- [STATED GOAL 1]
In the records below, repeat word for word the lines between the one holding "TARGET = roadway" and the one holding "[(444, 298)]", inclusive.

- [SOURCE EXTRACT]

Counting the number of inputs provided by user - linux

Description: I have a script that begins with a warning/question posed to user. I need the user to answe with yes/y or no/n.
Issue: Though I have a conditional to make sure the user provides one of the following answers presented above I also need to make that only ONE input is provided by the user. I have attempted using
[ "$#" -eq 1 ] or [ $# -eq 1 ] neither of these coniditionals seems to work to solve the problem
here is what I have thus far:...
#!/bin/bash
#
# Descritpion: some Windows OS script
#
#
printf "(!)WARNING(!): 1. The this program is ONLY compatible with Windows operating systems. "
printf "2. You will NEED to be logged in as an ADMIN in order to fully make use of the '*****' script.\n"
printf "Would you like to continue? yes or no (y/n): "
#would it be cleaner to use "case" rather than a "while" w/ multiple conditionals? (01.19.2020)
read opt
while (true)
do
if [ $opt == yes ] || [ $opt == y ]
then
printf "continue. \n"
break
elif [ $opt == no ] || [ $opt == n ]
then
printf "OK, exiting the script! \n"
exit 0
#elif [ "$#" -ne 1 ]
#then
# "Too many arguments have been provided, please try again. \n"
# read opt
else
printf "The opition you provided is not recognized, please try again. \n"
read opt
fi
done

Not the ideal solution, but it includes an explanation of why $# is not working as you expect:
$# returns the number of arguments passed to a function. You have read 'opt' in as a user input - not the arguments to the function.
One solution could be to wrap your infinite while loop inside a function, and then pass $opt into it. It would then be the argument(s) to your function and you could use $# to count how many there are.

- [STATED GOAL 2]
Transcribe the passage of the bash input thread above between "Issue: Though I" and "multiple conditionals? (01.19.2020)", inclusive.

- [DATASET]
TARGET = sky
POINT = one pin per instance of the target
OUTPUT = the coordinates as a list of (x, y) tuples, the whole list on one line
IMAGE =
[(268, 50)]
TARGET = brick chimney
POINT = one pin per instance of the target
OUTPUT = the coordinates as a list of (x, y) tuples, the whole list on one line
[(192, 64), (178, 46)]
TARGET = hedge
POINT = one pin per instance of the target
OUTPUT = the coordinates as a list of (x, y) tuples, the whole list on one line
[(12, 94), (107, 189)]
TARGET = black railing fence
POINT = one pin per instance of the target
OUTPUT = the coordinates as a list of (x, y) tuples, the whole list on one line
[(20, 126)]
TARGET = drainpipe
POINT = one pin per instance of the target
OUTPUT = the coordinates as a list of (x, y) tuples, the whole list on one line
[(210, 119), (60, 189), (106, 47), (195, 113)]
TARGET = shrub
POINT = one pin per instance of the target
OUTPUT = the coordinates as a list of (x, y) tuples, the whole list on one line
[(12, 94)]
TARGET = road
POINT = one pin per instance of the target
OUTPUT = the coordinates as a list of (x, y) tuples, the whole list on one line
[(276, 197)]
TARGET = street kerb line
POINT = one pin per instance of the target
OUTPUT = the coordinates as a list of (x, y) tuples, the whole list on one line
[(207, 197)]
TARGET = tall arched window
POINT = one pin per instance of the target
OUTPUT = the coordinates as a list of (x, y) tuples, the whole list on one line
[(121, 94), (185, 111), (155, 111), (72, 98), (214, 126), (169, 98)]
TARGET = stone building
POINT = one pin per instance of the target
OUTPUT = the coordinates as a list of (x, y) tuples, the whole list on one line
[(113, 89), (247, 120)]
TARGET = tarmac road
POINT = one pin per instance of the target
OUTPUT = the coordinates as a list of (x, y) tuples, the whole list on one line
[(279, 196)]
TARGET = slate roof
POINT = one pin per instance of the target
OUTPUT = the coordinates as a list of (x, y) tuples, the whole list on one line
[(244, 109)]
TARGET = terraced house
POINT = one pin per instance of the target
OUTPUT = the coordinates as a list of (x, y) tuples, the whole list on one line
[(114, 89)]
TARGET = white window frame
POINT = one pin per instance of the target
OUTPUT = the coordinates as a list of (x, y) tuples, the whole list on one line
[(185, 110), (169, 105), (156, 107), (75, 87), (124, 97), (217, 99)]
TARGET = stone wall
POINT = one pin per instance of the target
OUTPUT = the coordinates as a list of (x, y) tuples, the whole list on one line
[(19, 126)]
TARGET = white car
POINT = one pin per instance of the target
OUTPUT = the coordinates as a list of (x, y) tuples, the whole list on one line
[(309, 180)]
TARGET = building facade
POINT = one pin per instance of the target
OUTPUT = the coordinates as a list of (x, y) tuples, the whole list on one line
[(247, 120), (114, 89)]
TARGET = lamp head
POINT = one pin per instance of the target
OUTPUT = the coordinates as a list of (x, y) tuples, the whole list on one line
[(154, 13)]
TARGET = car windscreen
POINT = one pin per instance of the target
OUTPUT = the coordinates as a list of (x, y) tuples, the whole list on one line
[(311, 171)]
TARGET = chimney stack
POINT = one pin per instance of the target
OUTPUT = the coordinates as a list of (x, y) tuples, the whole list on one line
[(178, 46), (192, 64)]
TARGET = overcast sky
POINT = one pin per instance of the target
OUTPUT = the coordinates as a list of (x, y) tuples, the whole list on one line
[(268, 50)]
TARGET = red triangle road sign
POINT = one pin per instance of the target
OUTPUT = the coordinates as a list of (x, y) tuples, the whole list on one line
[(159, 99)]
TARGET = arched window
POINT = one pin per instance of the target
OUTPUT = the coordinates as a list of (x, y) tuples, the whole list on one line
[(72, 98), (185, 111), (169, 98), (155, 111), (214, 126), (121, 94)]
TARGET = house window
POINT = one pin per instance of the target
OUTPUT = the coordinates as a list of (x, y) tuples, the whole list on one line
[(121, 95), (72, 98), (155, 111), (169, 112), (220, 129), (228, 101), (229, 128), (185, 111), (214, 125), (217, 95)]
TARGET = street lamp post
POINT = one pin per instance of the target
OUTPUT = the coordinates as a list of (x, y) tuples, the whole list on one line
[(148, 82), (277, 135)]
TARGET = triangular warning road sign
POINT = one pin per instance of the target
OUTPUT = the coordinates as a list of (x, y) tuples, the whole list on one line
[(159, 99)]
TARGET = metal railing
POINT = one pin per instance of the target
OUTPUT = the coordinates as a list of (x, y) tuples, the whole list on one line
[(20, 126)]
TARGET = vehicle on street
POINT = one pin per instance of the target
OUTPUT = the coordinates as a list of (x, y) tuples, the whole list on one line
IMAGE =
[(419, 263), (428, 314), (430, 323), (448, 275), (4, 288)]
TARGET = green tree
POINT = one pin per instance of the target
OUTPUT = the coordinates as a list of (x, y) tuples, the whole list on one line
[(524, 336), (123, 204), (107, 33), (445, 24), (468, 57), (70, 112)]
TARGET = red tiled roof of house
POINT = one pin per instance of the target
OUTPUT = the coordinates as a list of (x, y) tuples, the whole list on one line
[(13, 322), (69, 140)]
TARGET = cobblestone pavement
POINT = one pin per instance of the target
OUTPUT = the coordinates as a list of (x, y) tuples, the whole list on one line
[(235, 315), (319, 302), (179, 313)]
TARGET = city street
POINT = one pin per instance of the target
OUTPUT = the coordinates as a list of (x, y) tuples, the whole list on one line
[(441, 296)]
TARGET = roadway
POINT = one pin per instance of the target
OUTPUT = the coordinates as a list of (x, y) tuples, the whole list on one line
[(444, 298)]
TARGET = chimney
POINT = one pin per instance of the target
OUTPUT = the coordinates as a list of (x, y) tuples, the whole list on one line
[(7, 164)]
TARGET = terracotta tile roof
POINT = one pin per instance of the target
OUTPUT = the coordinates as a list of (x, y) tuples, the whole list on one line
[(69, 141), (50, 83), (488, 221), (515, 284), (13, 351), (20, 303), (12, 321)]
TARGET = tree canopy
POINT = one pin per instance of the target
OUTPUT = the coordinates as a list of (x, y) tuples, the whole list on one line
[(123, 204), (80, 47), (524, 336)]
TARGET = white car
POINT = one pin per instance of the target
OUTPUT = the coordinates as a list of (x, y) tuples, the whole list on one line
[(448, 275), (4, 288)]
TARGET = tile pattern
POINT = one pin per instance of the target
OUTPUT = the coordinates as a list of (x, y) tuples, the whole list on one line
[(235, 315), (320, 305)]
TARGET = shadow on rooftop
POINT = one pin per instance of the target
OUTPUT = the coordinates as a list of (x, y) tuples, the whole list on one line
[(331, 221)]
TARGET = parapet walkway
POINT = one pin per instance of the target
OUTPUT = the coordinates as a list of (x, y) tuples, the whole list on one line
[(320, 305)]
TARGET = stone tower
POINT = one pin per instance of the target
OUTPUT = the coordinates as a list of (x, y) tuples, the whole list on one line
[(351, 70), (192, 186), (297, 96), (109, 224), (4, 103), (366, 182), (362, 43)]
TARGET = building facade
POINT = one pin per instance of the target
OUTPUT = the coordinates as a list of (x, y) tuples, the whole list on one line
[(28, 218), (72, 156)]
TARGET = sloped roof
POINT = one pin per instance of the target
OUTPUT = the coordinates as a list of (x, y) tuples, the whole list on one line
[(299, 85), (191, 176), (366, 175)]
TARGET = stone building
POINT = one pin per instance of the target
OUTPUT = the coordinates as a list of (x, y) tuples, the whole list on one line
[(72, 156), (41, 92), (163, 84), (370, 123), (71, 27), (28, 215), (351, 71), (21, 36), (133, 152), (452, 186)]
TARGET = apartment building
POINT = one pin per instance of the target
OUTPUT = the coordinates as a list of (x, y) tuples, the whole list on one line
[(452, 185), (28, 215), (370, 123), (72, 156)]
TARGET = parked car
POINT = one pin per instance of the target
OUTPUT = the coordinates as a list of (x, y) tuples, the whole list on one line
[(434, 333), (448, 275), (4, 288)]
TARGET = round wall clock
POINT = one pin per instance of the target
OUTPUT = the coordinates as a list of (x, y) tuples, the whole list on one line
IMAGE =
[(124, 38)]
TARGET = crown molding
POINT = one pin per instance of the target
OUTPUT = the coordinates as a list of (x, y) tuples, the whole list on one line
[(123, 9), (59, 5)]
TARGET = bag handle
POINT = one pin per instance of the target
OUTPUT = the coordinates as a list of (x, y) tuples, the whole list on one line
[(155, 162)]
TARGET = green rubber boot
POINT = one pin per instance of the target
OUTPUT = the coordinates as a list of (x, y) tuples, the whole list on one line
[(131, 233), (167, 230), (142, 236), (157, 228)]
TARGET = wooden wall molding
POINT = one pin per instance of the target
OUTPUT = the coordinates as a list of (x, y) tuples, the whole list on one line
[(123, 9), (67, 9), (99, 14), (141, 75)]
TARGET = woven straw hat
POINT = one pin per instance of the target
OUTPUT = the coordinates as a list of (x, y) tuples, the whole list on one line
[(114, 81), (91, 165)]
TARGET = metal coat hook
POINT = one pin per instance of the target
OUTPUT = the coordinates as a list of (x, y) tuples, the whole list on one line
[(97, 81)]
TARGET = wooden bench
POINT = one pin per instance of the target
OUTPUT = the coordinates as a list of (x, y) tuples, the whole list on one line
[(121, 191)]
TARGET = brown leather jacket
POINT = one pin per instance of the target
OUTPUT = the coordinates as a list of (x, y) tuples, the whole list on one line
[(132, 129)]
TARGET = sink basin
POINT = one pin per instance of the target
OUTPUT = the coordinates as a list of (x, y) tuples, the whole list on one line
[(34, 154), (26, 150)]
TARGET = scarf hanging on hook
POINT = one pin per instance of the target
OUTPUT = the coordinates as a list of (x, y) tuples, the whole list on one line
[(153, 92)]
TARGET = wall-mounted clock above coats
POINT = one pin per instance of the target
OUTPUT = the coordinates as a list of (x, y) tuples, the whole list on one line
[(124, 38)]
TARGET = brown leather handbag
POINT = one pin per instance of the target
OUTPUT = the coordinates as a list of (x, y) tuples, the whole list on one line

- [FINAL RESULT 1]
TARGET = roadway
POINT = one pin per instance of the target
OUTPUT = the coordinates as a list of (x, y) tuples, the whole list on one line
[(444, 298)]

- [FINAL RESULT 2]
Issue: Though I have a conditional to make sure the user provides one of the following answers presented above I also need to make that only ONE input is provided by the user. I have attempted using
[ "$#" -eq 1 ] or [ $# -eq 1 ] neither of these coniditionals seems to work to solve the problem
here is what I have thus far:...
#!/bin/bash
#
# Descritpion: some Windows OS script
#
#
printf "(!)WARNING(!): 1. The this program is ONLY compatible with Windows operating systems. "
printf "2. You will NEED to be logged in as an ADMIN in order to fully make use of the '*****' script.\n"
printf "Would you like to continue? yes or no (y/n): "
#would it be cleaner to use "case" rather than a "while" w/ multiple conditionals? (01.19.2020)